■ EXTRACT TO READ:
= = = = = = =

- Birth name: David Roderick Carney Fryer
- Also known as: Fritz
- Born: 6 December 1944 Oldham, England, UK
- Died: 2 September 2007 (aged 62) Lisbon, Portugal
- Genres: Pop
- Occupation(s): Musician, producer
- Instrument: Guitar
- Years active: 1962–2007
- Formerly of: The Four Pennies

= Fritz Fryer =

English musician (1944–2007)

David Roderick Carney "Fritz" Fryer (6 December 1944 – 2 September 2007) was a British guitarist. He was the lead guitarist for The Four Pennies from 1962 to 1965.

== Early life ==
Fryer was born in Oldham, the son of a father who was architect and church organist and a mother who ran the Blackburn Salvation Army, and the grandson of pianist Herbert Fryer.

== Career ==
He formed The Four Pennies in 1962 with school friend Mike Wilsh. In 1964, the band got to number one in the UK charts with "Juliet". Fryer left the band in 1965 and formed the trio "Fritz, Mike and Mo" with Mike Deighan and Maureen Edwards. They released two unsuccessful singles for Phillips records. He then returned to The Four Pennies in 1966 however the band ended soon after.

Fryer worked as a producer in the 1970s, and produced records for artists including Motörhead, Dusty Springfield, Marty Wilde, Harry Secombe, Clannad, Horslips, and Stackridge. Fryer bought a barn in Rockfield, Monmouthshire and converted it into a recording studio.

== Personal life and death ==
Fritz opened a restaurant in Monmouth in the 1970s and then opened a lighting shop in Ross-on-Wye literally called "Fritz Fryer" with his wife Joan in 1982. He sold the shop in 2004 and retired, and as of 2025 the company is still called Fritz Fryer.

Fritz was diagnosed with pancreatic cancer in July 2007 and died on 2 September 2007 in Lisbon, Portugal during surgery to remove a tumour that caused uncontrolable internal bleeding. His funeral was held at St Luke's Church in Santa Barbara, Lisbon five days later.

= = = = = = =

■ STUDY QUESTIONS:
1. Quote the Fritz Fryer profile from "Fryer worked as" up to and including "called Fritz Fryer.".
2. Summarize the Fritz Fryer profile in two sentences.

■ EXTRACTED DATA:

= = = = = = =

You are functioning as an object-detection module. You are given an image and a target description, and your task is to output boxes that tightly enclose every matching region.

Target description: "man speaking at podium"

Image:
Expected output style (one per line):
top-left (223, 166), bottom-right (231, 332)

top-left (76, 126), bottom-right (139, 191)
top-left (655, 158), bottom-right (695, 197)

= = = = = = =

■ OUTPUTS BY TASK:
1.
Fryer worked as a producer in the 1970s, and produced records for artists including Motörhead, Dusty Springfield, Marty Wilde, Harry Secombe, Clannad, Horslips, and Stackridge. Fryer bought a barn in Rockfield, Monmouthshire and converted it into a recording studio.

== Personal life and death ==
Fritz opened a restaurant in Monmouth in the 1970s and then opened a lighting shop in Ross-on-Wye literally called "Fritz Fryer" with his wife Joan in 1982. He sold the shop in 2004 and retired, and as of 2025 the company is still called Fritz Fryer.

2. Fritz Fryer was a British guitarist, born in Oldham in 1944, who formed The Four Pennies in 1962 with school friend Mike Wilsh and played lead guitar for the band, which reached number one in the UK charts with "Juliet" in 1964. He later produced records in the 1970s for artists including Motörhead and Dusty Springfield, opened a lighting shop in Ross-on-Wye with his wife Joan, and died in Lisbon in 2007 during surgery to remove a tumor after being diagnosed with pancreatic cancer.